Print every row below word for word, leaving out the pictures.

--- --- ---

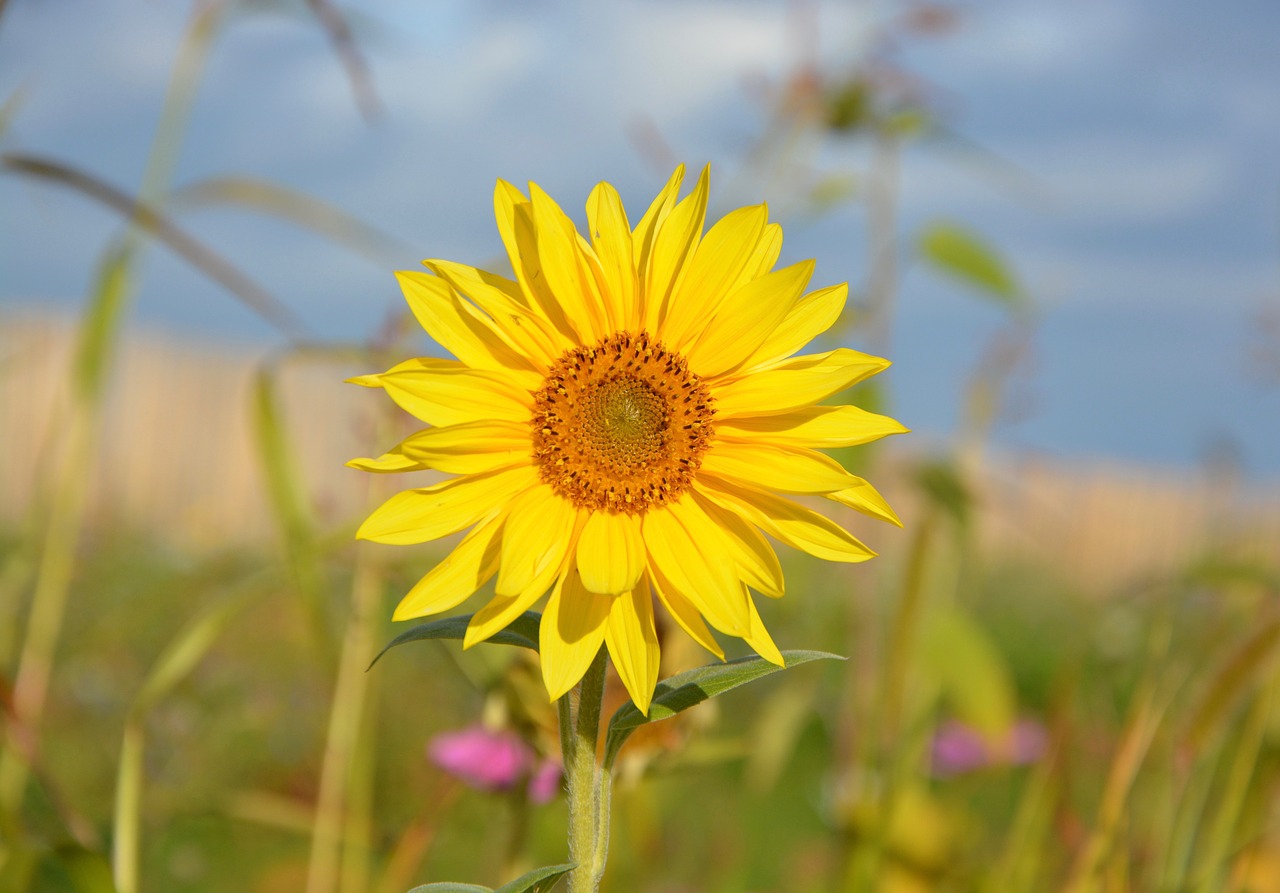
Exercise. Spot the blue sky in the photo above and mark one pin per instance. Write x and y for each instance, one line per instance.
(1124, 155)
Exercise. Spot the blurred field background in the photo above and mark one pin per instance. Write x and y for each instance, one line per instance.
(1063, 671)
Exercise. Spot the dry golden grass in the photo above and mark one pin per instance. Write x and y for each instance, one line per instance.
(178, 456)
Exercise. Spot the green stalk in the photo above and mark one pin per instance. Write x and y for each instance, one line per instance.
(344, 724)
(99, 334)
(588, 815)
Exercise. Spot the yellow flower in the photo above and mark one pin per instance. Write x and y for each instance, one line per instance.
(618, 425)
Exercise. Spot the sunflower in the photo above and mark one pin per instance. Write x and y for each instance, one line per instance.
(624, 421)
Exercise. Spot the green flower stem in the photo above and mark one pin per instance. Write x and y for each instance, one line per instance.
(588, 783)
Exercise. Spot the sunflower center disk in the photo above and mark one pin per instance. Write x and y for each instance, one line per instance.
(621, 426)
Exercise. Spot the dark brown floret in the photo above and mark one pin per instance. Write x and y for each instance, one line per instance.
(621, 426)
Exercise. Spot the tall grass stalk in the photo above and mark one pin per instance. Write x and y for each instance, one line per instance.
(1223, 833)
(183, 653)
(99, 334)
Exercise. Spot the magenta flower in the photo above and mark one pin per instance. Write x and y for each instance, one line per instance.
(960, 749)
(492, 760)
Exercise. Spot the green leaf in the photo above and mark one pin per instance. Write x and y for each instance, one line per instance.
(113, 284)
(88, 871)
(691, 687)
(522, 631)
(960, 253)
(539, 880)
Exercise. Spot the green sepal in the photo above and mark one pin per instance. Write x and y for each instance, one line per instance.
(539, 880)
(522, 631)
(691, 687)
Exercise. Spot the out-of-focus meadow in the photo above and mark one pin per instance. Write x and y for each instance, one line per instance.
(1063, 673)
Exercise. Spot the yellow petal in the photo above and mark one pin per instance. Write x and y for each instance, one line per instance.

--- --- ---

### Result for this task
Exercise. Spot the blue sky in the photo above and mark one pin per instance. Write x and y for each instance, one line per instance.
(1124, 155)
Exercise. Spot the blurred field background in the photo above and mark one pin per instance. Write x and y for each instance, one line per instance.
(1063, 671)
Exercise. Spot the dry golden grass in the photo above and mark one pin per instance. Write x and y for each instance, one line per instance.
(178, 456)
Exercise. Spot the green stalk in the photo above and mark one pin per instance. Write x and y for each instance, one line per instance.
(344, 724)
(99, 334)
(588, 815)
Exercise. Spot the yellow flower in the photo above and mark one pin per instance. Write x and y for each instance, one line per instance.
(618, 425)
Exercise. Spot the sunflower in the photo above and mark one pin per instance. Write x and y for each instance, one line per instance.
(624, 421)
Exercise. Spot the green flower stem in the photo above and mark one pin per instance. Write x and y for each instance, one line per instance.
(588, 783)
Exercise. Spot the sunflower center disk in the photo above and mark one pin per instance. Write x and y for each instance, one line per instance.
(621, 426)
Exercise. Spot the dark brown floret in the photo above and mark one pin per instance. Write x and y for each instance, one line per instance.
(621, 426)
Exercise. Spot the tall grass stalk in the photo above and mark one pin per instance. Write x and y for each instance, one line per instance.
(1223, 833)
(183, 653)
(99, 334)
Exercise. Spot the magenta flower in the photo above and mark one pin per instance. Write x and y for each instance, one line per instance.
(960, 749)
(492, 760)
Exercise. Spot the green leaf in the photo above and mark one pin per instance. Write x and y for each instance, one line per instance.
(113, 284)
(88, 871)
(691, 687)
(522, 631)
(960, 253)
(539, 880)
Exercise. Spot the green sepal in the photo above and mark one pin per instance. Write x and y for each instance, one line per instance.
(539, 880)
(522, 631)
(691, 687)
Exercise. Spot the out-of-focus meadow in the photo above and mark one pin per instance. Write x and y for each instance, one line per instance.
(1063, 673)
Exercise. Spot the yellow petal in the photo above and mark one pin per instance. Write x and y for each instance, one line per instance.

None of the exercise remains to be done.